[Opening Data to use section]
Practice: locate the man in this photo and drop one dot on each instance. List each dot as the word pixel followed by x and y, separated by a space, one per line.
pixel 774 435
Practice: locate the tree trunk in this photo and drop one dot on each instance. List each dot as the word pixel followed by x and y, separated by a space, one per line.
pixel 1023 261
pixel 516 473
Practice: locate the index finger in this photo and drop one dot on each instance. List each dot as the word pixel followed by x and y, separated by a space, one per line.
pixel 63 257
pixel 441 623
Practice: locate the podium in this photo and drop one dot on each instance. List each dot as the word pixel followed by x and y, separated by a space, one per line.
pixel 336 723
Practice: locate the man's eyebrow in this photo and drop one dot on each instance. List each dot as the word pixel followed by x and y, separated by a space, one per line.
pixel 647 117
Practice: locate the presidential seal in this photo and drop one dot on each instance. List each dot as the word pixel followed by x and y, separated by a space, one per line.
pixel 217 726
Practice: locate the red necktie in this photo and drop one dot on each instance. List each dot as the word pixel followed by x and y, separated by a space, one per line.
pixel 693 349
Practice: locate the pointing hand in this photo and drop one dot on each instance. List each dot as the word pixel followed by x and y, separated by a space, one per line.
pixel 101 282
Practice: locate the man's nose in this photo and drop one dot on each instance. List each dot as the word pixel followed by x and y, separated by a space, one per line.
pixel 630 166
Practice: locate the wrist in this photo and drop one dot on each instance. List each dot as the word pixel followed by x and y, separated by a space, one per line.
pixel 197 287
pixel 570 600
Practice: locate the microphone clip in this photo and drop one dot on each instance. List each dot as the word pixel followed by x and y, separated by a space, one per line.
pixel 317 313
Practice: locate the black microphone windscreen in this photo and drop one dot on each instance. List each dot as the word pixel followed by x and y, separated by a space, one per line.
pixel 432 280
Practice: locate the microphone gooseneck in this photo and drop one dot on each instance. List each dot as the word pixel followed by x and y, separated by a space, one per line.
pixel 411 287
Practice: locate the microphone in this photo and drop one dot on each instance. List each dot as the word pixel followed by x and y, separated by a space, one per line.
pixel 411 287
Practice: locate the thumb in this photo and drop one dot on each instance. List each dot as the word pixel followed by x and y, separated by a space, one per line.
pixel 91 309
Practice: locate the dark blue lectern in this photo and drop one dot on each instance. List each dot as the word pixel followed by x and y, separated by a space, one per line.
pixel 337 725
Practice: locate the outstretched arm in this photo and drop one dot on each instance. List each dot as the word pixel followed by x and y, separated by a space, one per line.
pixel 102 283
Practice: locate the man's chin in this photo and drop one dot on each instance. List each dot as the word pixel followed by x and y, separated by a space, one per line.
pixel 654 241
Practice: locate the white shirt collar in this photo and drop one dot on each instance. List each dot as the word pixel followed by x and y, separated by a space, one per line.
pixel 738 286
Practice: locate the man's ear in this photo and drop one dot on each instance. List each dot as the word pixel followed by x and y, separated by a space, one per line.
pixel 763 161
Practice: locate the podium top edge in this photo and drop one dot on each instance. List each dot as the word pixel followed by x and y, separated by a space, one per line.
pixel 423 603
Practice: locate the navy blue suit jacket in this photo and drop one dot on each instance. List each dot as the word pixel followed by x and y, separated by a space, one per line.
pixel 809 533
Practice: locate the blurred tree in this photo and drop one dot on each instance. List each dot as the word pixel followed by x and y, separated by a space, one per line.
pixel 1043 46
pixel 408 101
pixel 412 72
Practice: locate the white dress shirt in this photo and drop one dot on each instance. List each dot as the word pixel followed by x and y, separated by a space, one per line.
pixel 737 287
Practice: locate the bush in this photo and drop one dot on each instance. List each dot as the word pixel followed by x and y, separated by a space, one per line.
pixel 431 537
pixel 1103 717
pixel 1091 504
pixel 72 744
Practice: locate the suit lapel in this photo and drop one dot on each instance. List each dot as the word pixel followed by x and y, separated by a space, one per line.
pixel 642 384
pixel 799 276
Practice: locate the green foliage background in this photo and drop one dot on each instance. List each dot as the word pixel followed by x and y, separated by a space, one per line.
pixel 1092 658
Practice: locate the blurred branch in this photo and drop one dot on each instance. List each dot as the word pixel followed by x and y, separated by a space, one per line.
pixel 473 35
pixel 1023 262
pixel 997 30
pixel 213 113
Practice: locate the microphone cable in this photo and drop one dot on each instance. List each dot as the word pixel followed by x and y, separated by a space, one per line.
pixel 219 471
[Closing Data to use section]
Assigned task: Make sure every record is repeated exactly.

Answer area:
Practice: locate the man in this photo and drop one dot on each instance. List each dot as the word pixel followed by x and y, separated by a space, one per line.
pixel 774 435
Practice: locate the tree trunk in this photo and drop one dot on each instance. List each dot as the word pixel followed by x and y, separated by a space, one per line.
pixel 1023 261
pixel 516 473
Practice: locate the index finger in this photo and drop one dot on each instance. List each dot as the word pixel followed by x and y, separated by a space, one per line.
pixel 63 257
pixel 441 623
Practice: locate the podium in this photo and drop one dot on each instance. List each dot as the word pixel followed by x and y, separated by a space, one per line.
pixel 336 723
Practice: locate the man's eyebrow in this photo and drop one dot on each instance. List each dot as the word pixel followed by x and y, separated by a space, one per line.
pixel 647 117
Practice: locate the presidential seal in this photo and drop one dot on each instance. List each dot as the word pixel followed by x and y, separated by a space, one per line.
pixel 217 726
Practice: locate the red necktie in this photo and drop one dot on each instance. List each dot as the word pixel followed by x and y, separated by a space, one per line.
pixel 693 349
Practice: locate the pointing hand in this photo and drop one dot on each instance. List each dot as the word pixel followed by x and y, separated by a space, one per line.
pixel 101 282
Practice: locate the man's nose in this photo and drop one dot on each instance. List each dot as the word pixel followed by x and y, separated by a space, one per line.
pixel 630 166
Practice: locate the wrist in this photo and drop one dot on each instance. List each dot as the word pixel followed by x and y, separated by a space, one per line.
pixel 197 287
pixel 570 600
Practice: locate the microphone clip in this photo and drop one dot on each instance. List each dot as the word pixel followed by x and y, separated by a space, one per line.
pixel 317 313
Practice: locate the black microphone windscreen in this photo and drop one dot on each instance. List each dot as the word pixel followed by x and y, separated by a space, one per line.
pixel 432 280
Practice: locate the microphone gooseneck in this photo and drop one dot on each instance. List each dot as the word pixel followed by x and y, separated by a space, one per line.
pixel 411 287
Practice: locate the microphone in this photo and drop one dot on each instance. List each dot as the word pixel followed by x and y, separated by a space, one per line.
pixel 411 287
Practice: locate the thumb in this photo and drop one dot on each instance. List each dot as the word pixel followed by x and y, separated by a space, one per line.
pixel 91 309
Practice: locate the dark blue lectern in this photo and drop one dot on each instance. List each dot as the word pixel followed by x and y, separated by a space, one per line.
pixel 337 725
Practice: locate the outstretched arm in this photo and drop one dot on each instance. List each dot as the word pixel followed by x and y, separated by a space, one per line.
pixel 102 283
Practice: locate the man's chin in this photo and drop one dot on each instance. List each dot as the word pixel followed by x and y, separated by a space, one per line.
pixel 654 241
Practice: locate the white shirt collar in this photo and drop one dot on each instance. List each dot as the word pixel followed by x and y, separated by a space, one per line.
pixel 738 286
Practice: locate the man's ear in this photo and drop one dot on each instance. List each dot as the word pixel followed by x and y, separated by a space, one per line.
pixel 763 161
Practice: locate the podium top edge in this photo and drop one dot on each instance. List each dot as the word pixel followed by x and y, separated by a space, one per line.
pixel 423 603
Practice: locate the navy blue suit jacket in this photo and drop one dot on each instance. List each dot as the word pixel followed by x and y, separated by a space, one per line.
pixel 809 533
Practice: locate the blurred tree in this photo and drop one dot on each instance. List each dot as the word pixel followed by x and y, separated by a space, one per line.
pixel 1043 46
pixel 408 101
pixel 412 72
Practice: locate the white dress shirt in this photo and drop one dot on each instance. List each dot as the word pixel followed by x and y, separated by a space, one per line.
pixel 737 287
Practice: locate the bush in this photo and drop one dot on each instance. List each dot as the word pixel followed by x and y, separated by a space, one per line.
pixel 431 537
pixel 1103 717
pixel 1091 504
pixel 72 744
Practice: locate the suit lapel in this photo and drop one dot on each instance. List each dot as the word pixel followed by x and y, separated by a space, one per line.
pixel 642 384
pixel 799 276
Practice: locate the green foliage background in this photo and drop one dot on each instance. List each dot as the word pixel followed by x and y, separated by a space, one per line.
pixel 1092 658
Practice: locate the blurred branch in this photo and drop one dot on each instance. List each dot as the word pixel followed by x and y, separated by a space, one per line.
pixel 473 35
pixel 1023 262
pixel 997 30
pixel 213 113
Practice: locate the microphone cable in this photo and drop one dot on each instance. List each dot as the word pixel followed by x and y, separated by a space, one per line.
pixel 219 471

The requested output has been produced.